- _TEXT TO READ_
╭──

Comment 1 Joe Orton 2006-06-07 09:15:32 UTC
This is on x86_64?  --enable-nonportable-atomics shouldn't make a difference on
that platform.  What compiler flags did you use? Does this go away if use
prefork rather than worker? You are sure that these segfaults are happening
*only* in those two functions? 

Some things to try:

- reconfigure and rebuild passing CFLAGS="-g -O0" to configure; makes debugging
more reliable, might rule out compiler issues
- try prefork
- try a fresh build with --enable-pool-debug

Comment 2 Paul Lindner 2006-06-07 12:47:35 UTC
Thanks for the response.  We don't use prefork since worker has done so well for
us over the years, and I'd like to avoid increasing the memory footprint on
these servers.

So far all the cores die in these two functions.  We get about 10-12 hits on
this per day.

CFLAGS is set to -g, (verified by checking config.status)  Our original build
used CFLAGS set by rpmbuild, which was more aggressive.  We can certainly try
-O0, but it seems to me that this is a memory corruption bug, not a gcc 4.1 error.

What do I look for when adding --enable-pool-debug ?  Log messages?


Here's the exact build recipe we use for Apache 2.2.2, pretty straightforward:

CFLAGS := -g

.....

httpd-2.2.2:
        test -f $@.tar.bz2 || wget -c
http://archive.apache.org/dist/httpd/$@.tar.bz2
        tar xjf $@.tar.bz2
        cd $@; env CFLAGS="$(CFLAGS)" ./configure  \
        --enable-nonportable-atomics --enable-access \
        --enable-actions             --enable-alias \
        --enable-asis                --enable-auth \
        --disable-autoindex          --disable-cgi \
        --disable-cgid               --enable-auth-digest\
        --disable-dav                --disable-dav-fs\
        --enable-deflate             --enable-dir\
        --enable-env                 --enable-headers\
        --disable-imap               --enable-include \
        --enable-log-config          --enable-logio\
        --enable-log-forensic        --enable-mime \
        --enable-negotiation         --enable-proxy \
        --enable-proxy-http          --enable-rewrite \
        --enable-setenvif            --enable-status \
        --disable-suexec             --disable-userdir\                   
        --disable-vhost-alias        --enable-ssl=static \
        --enable-so                  --enable-cache\
        --enable-file-cache          --enable-disk-cache\
        --enable-mem-cache           --enable-expires\
        --enable-exception-hook      --with-mpm=worker \
        --prefix=$(INSTDIR)\
        --with-berkeley-db \
        --with-dbm=db4\
        --with-program-name=httpd2
        cd $@; make
        cd $@; make install
Comment 3 Joe Orton 2006-06-07 13:00:29 UTC
I mention -O0 not only to help eliminate compiler optimisation issues but also
to make the core dumps easier to debug.

╰──

- _GIVEN INFORMATION_
╭──

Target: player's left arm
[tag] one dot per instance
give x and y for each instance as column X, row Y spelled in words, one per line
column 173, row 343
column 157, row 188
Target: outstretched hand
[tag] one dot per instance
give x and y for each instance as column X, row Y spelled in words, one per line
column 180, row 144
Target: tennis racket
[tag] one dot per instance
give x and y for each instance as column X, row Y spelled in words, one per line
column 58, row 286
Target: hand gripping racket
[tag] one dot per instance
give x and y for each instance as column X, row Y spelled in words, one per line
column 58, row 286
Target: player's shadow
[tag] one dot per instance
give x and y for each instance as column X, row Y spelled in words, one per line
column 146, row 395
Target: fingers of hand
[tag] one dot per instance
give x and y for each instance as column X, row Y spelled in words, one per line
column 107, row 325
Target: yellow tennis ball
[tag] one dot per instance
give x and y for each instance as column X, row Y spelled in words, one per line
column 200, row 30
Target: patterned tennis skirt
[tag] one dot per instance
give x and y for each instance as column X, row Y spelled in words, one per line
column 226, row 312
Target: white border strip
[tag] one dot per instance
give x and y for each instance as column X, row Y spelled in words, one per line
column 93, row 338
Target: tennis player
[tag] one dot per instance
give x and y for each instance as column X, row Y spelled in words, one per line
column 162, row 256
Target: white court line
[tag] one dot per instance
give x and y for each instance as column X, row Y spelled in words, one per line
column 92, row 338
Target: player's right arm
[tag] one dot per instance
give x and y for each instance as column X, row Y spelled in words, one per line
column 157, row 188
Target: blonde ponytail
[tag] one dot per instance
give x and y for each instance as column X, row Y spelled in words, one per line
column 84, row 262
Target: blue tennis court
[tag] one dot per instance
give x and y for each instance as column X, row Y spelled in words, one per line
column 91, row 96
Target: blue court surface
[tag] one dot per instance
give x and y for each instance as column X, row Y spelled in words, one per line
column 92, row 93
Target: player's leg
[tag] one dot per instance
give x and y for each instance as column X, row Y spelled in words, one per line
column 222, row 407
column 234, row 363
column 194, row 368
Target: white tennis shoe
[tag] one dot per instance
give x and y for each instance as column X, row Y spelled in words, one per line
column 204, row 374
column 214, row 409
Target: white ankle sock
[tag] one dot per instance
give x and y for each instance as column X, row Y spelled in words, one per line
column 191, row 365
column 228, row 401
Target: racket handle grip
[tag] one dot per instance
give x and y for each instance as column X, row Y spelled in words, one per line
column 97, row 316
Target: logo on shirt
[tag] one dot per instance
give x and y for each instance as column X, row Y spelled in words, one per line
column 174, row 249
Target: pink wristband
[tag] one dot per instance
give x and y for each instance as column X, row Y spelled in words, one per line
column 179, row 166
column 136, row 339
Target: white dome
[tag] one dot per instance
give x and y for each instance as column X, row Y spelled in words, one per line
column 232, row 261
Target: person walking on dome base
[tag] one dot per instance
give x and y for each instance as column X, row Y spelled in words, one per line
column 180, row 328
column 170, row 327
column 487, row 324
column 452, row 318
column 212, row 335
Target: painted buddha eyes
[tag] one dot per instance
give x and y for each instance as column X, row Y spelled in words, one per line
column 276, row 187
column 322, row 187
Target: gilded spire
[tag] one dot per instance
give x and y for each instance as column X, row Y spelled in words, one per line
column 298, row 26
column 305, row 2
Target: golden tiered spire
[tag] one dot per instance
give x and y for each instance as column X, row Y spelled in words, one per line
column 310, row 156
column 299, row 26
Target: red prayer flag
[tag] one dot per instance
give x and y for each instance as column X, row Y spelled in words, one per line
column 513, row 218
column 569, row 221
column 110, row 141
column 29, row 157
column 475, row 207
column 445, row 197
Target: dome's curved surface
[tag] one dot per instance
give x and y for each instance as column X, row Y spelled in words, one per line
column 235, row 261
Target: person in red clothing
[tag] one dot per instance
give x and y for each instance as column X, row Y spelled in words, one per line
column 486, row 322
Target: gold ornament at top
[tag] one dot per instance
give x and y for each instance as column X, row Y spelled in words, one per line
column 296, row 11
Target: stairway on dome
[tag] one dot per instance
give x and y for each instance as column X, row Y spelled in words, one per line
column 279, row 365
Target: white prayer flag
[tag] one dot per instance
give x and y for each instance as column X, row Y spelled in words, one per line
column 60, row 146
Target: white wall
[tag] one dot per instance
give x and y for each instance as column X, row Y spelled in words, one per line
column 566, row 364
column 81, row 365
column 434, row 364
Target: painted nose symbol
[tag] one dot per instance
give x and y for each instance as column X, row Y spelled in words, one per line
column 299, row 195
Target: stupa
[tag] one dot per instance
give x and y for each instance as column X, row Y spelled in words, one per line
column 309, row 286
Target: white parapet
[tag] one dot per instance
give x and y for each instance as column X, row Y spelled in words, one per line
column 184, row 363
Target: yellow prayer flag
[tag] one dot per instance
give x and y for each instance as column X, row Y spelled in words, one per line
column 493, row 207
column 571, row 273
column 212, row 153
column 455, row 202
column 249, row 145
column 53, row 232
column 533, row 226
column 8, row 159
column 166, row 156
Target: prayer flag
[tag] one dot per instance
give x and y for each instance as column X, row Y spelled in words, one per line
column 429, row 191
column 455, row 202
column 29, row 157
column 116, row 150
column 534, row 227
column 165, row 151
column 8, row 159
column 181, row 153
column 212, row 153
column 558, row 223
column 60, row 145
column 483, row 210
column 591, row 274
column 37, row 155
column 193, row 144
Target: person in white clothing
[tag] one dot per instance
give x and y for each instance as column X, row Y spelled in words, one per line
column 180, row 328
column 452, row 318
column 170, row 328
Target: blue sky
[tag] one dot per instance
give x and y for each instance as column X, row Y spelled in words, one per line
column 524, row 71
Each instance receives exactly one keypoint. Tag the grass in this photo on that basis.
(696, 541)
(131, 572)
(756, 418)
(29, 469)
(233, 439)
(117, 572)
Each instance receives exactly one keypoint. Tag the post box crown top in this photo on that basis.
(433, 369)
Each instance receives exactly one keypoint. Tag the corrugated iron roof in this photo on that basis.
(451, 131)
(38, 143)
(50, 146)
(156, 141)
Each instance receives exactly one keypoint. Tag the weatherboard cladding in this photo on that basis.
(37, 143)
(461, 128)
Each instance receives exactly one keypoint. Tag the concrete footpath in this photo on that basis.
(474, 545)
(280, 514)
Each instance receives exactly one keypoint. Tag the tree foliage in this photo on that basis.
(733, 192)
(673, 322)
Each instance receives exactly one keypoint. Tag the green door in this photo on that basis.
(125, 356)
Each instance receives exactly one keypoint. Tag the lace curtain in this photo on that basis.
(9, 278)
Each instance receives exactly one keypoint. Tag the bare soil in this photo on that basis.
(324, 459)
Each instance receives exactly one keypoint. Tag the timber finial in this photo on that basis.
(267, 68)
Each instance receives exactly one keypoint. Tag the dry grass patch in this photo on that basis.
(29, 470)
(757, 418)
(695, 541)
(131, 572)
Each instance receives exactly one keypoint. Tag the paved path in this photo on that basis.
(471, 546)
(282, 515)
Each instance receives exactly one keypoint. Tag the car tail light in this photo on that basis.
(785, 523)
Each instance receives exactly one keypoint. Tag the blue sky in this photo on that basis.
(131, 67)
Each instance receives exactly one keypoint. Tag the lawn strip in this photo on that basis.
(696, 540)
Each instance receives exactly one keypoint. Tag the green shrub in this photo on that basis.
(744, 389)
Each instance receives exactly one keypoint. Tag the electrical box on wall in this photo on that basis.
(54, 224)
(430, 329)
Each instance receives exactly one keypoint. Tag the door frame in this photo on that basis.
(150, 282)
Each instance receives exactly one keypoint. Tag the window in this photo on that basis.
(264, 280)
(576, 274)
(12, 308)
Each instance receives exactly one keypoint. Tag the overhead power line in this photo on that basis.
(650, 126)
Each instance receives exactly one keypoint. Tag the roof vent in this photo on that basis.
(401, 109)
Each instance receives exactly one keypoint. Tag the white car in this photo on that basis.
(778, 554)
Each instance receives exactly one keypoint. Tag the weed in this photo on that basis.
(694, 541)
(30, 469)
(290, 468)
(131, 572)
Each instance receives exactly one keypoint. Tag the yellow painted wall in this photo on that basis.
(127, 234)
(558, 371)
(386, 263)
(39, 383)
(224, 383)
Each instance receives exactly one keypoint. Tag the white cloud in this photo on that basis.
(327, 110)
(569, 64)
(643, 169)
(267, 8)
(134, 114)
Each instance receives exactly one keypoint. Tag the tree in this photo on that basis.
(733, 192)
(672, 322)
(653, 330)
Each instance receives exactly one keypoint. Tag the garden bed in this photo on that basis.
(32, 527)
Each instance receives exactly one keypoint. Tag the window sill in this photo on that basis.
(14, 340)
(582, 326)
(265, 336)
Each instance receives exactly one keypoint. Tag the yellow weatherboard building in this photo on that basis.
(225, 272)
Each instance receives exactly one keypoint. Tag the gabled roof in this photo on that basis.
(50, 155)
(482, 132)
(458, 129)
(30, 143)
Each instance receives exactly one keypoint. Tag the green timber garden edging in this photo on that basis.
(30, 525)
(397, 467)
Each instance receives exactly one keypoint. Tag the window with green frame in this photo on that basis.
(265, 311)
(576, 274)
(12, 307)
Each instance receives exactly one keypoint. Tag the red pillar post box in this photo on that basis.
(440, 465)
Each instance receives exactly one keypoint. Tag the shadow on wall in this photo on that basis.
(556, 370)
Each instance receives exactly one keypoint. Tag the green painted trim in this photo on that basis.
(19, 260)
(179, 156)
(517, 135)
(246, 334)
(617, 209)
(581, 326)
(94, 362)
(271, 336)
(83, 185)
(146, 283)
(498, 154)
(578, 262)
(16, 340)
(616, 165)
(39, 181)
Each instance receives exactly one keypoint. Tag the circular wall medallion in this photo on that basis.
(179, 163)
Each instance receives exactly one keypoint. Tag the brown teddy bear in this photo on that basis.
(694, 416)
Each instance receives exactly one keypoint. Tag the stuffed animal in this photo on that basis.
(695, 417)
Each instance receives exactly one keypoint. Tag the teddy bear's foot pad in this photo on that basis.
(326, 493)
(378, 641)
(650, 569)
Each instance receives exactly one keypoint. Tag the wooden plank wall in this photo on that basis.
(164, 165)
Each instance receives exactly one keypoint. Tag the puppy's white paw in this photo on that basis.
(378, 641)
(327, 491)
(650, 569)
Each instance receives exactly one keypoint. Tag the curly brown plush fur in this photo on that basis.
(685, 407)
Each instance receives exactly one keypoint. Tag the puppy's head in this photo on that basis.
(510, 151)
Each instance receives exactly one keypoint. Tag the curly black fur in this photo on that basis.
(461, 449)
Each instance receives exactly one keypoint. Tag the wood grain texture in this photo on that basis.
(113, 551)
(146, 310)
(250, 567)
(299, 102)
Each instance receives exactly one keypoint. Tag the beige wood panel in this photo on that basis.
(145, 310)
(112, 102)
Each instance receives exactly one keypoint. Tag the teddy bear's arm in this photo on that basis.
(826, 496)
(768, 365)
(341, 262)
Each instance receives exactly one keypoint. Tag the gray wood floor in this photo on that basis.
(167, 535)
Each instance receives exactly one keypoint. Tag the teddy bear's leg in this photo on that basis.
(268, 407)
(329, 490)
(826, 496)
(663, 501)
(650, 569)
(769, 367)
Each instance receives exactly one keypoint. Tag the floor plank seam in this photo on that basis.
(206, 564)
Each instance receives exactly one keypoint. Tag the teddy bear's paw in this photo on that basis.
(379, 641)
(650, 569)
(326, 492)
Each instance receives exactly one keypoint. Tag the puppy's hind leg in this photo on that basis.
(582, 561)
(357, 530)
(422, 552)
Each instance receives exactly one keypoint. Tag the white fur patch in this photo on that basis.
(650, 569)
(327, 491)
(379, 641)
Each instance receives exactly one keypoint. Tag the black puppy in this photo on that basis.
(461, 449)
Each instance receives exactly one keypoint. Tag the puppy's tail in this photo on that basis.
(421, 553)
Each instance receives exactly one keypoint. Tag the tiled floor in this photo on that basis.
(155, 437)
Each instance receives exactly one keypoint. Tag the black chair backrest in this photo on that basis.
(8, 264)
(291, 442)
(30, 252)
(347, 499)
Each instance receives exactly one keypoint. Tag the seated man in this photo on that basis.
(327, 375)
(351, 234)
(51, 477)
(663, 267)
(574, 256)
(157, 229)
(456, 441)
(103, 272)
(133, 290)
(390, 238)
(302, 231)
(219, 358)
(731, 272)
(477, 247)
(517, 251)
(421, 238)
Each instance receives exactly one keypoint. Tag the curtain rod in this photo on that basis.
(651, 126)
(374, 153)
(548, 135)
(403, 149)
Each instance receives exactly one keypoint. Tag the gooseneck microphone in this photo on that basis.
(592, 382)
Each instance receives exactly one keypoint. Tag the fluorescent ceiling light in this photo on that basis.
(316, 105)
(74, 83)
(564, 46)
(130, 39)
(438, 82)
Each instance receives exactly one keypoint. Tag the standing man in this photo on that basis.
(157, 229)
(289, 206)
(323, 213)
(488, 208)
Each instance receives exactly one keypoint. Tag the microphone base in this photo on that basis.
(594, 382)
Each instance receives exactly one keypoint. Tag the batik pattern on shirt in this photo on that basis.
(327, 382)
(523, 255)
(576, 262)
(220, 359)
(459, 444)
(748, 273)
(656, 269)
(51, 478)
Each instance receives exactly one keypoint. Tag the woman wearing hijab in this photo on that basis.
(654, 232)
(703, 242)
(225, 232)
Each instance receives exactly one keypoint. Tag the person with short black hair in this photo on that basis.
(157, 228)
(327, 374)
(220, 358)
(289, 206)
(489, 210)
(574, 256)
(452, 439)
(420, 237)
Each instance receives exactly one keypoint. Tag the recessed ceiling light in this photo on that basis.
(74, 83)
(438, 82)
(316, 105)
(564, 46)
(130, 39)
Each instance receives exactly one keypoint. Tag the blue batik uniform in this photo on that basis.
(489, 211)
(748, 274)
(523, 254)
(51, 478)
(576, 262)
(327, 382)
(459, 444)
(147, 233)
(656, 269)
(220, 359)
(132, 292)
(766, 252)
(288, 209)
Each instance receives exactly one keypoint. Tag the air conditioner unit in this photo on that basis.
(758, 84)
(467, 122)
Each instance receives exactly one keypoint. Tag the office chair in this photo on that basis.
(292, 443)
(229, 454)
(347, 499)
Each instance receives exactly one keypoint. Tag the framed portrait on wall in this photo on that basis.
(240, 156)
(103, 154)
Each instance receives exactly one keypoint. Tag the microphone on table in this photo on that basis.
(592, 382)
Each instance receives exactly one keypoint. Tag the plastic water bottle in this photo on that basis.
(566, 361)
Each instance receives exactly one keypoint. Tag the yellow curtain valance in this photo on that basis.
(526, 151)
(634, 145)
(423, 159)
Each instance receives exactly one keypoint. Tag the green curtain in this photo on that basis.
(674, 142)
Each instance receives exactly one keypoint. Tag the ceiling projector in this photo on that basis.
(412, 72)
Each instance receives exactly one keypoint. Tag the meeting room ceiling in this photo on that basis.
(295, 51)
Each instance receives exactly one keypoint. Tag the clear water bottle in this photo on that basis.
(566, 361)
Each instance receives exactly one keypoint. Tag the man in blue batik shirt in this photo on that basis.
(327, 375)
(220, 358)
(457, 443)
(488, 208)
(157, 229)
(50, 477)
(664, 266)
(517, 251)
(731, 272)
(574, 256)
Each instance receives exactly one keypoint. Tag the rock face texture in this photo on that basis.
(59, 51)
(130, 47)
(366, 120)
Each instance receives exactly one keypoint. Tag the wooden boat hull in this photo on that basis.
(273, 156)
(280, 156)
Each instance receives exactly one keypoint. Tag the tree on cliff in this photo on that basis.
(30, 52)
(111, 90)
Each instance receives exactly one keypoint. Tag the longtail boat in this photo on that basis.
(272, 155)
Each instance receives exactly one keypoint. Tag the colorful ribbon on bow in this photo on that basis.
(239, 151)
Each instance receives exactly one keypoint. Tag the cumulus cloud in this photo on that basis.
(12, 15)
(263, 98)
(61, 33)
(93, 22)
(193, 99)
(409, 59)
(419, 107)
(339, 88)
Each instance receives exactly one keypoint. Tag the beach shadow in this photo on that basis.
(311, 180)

╰──

- _GIVEN TASK_
Return the passage of the Apache crash discussion starting at "- reconfigure and" and ending at "these servers.", copied word for word. The material has no connection to the Apache crash discussion.

- _ANSWER TO THE PROBLEM_
- reconfigure and rebuild passing CFLAGS="-g -O0" to configure; makes debugging
more reliable, might rule out compiler issues
- try prefork
- try a fresh build with --enable-pool-debug

Comment 2 Paul Lindner 2006-06-07 12:47:35 UTC
Thanks for the response.  We don't use prefork since worker has done so well for
us over the years, and I'd like to avoid increasing the memory footprint on
these servers.